→ **EXERCISE OBJECTIVE**: For this exercise, set down all the records exactly as given.

[Region pointing data]
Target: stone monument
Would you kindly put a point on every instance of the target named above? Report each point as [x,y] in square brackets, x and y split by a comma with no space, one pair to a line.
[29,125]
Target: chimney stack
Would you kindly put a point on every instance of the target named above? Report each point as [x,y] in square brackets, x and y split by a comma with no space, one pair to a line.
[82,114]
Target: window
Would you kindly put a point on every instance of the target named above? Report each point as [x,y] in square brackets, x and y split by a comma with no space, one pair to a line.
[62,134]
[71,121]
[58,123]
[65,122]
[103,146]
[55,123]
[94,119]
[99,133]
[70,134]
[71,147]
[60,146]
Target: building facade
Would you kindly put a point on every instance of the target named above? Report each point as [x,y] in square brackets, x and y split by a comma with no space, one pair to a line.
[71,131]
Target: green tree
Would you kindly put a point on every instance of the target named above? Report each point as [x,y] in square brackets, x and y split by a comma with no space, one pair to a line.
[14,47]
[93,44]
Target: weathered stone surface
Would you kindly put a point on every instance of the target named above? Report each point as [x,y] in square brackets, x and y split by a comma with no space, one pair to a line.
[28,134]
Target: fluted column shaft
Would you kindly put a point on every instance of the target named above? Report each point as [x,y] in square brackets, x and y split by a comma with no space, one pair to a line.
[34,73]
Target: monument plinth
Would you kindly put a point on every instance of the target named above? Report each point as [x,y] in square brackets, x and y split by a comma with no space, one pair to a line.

→ **ANSWER AREA**:
Target: stone monument
Would you kindly put a point on every instance of the target named above? Report each point as [x,y] in square brackets, x and y split by a comma with no space, one pair to a line.
[29,125]
Target: chimney stack
Would you kindly put a point on every instance of the target named above? Report each point as [x,y] in square brackets, x and y split by a comma with no space, one pair to a line.
[82,114]
Target: window
Would you kindly put a point on every instance of the target named above? Report each point as [x,y] in square brackets, x and y split by a comma with no space, one pair to a line.
[62,134]
[71,121]
[58,123]
[65,122]
[103,146]
[55,123]
[94,119]
[99,133]
[70,134]
[71,147]
[60,146]
Target: building facade
Would you kindly put a point on every instance of the target named above? Report each point as [x,y] in square brackets, x and y split by a comma with no space, one pair to a line.
[71,131]
Target: green tree
Would you kindly put a point on every instance of the target named above? Report each point as [x,y] in square brackets, x and y split by a comma with no space, one pair to a line.
[14,47]
[93,44]
Target: weathered stone surface
Would you kindly put a point on every instance of the target named above? Report each point as [x,y] in square brackets, x and y split by a comma with no space, one pair to a line.
[28,134]
Target: fluted column shaft
Would you kindly put a point on every instance of the target named above? Report each point as [x,y] in square brackets, x and y split by a comma with no space, one pair to a line.
[34,73]
Target: monument plinth
Would you kindly put a point on every instance of the target named above? Report each point as [x,y] in square brackets, x and y split by a comma with no space, one pair to a line.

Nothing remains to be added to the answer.